Object point labels
+-------+

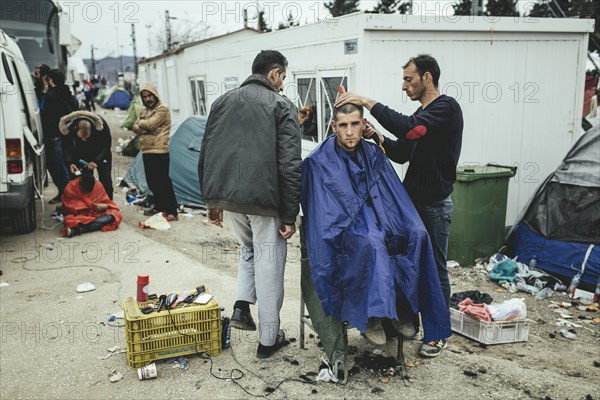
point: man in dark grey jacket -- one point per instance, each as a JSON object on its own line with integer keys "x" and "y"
{"x": 250, "y": 167}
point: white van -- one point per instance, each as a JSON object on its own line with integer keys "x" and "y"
{"x": 22, "y": 161}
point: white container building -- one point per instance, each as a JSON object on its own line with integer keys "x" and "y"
{"x": 519, "y": 81}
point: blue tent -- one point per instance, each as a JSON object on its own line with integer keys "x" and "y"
{"x": 118, "y": 99}
{"x": 184, "y": 151}
{"x": 560, "y": 227}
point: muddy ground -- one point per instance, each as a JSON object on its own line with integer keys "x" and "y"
{"x": 47, "y": 350}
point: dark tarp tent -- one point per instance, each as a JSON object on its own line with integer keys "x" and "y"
{"x": 560, "y": 226}
{"x": 184, "y": 151}
{"x": 120, "y": 98}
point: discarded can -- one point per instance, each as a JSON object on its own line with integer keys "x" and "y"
{"x": 147, "y": 372}
{"x": 142, "y": 293}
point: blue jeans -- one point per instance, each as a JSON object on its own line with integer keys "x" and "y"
{"x": 56, "y": 164}
{"x": 437, "y": 217}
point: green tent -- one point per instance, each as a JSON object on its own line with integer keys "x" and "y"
{"x": 133, "y": 112}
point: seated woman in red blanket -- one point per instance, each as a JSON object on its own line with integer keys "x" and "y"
{"x": 87, "y": 207}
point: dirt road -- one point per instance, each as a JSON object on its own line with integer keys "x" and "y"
{"x": 52, "y": 337}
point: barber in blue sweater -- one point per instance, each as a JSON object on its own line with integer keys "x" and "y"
{"x": 431, "y": 140}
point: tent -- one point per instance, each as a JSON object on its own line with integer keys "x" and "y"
{"x": 560, "y": 227}
{"x": 120, "y": 98}
{"x": 133, "y": 112}
{"x": 184, "y": 150}
{"x": 103, "y": 94}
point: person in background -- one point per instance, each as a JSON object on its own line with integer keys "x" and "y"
{"x": 87, "y": 207}
{"x": 86, "y": 136}
{"x": 253, "y": 129}
{"x": 58, "y": 102}
{"x": 89, "y": 92}
{"x": 154, "y": 124}
{"x": 370, "y": 255}
{"x": 431, "y": 140}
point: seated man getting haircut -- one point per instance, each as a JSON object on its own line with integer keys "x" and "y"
{"x": 370, "y": 255}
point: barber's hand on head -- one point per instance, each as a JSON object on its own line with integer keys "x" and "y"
{"x": 354, "y": 98}
{"x": 369, "y": 132}
{"x": 287, "y": 231}
{"x": 215, "y": 216}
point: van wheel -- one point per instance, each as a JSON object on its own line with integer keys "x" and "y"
{"x": 25, "y": 218}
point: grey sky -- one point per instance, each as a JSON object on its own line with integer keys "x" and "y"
{"x": 106, "y": 24}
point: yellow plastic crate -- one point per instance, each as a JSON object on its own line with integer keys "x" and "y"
{"x": 153, "y": 336}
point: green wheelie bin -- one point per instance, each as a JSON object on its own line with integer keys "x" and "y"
{"x": 479, "y": 199}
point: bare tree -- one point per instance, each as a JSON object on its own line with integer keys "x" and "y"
{"x": 182, "y": 31}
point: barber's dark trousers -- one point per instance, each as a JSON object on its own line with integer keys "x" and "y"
{"x": 156, "y": 167}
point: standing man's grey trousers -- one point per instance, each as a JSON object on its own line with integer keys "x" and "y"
{"x": 261, "y": 269}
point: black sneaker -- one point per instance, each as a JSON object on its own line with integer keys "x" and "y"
{"x": 267, "y": 351}
{"x": 242, "y": 320}
{"x": 56, "y": 200}
{"x": 405, "y": 328}
{"x": 433, "y": 349}
{"x": 374, "y": 333}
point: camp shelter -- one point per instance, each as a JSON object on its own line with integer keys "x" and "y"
{"x": 560, "y": 227}
{"x": 133, "y": 112}
{"x": 119, "y": 98}
{"x": 184, "y": 152}
{"x": 516, "y": 112}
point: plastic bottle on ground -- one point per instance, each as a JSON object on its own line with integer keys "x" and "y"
{"x": 523, "y": 287}
{"x": 544, "y": 294}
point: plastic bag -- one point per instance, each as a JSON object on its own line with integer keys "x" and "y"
{"x": 508, "y": 310}
{"x": 157, "y": 221}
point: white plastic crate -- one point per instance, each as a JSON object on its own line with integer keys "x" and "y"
{"x": 489, "y": 332}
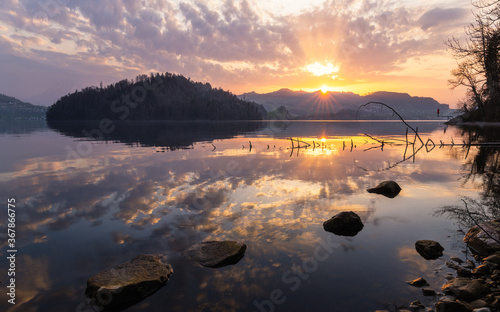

+-------+

## Task prompt
Find every row above that contains the string "plastic", where case counts, and copy each of those rows out in full.

## Solution to the problem
point: yellow plastic crate -- one point per instance, each as a JSON object on its own line with integer keys "x" and "y"
point: plastic bottle on ground -- one point per instance, each as a JSON object on its own line with integer keys "x" and "y"
point: plastic bag -- one point per instance, each as a JSON object on its own line with integer keys "x" and "y"
point: white plastic crate -- one point per instance, each as a JSON object on its own line with integer keys "x" and "y"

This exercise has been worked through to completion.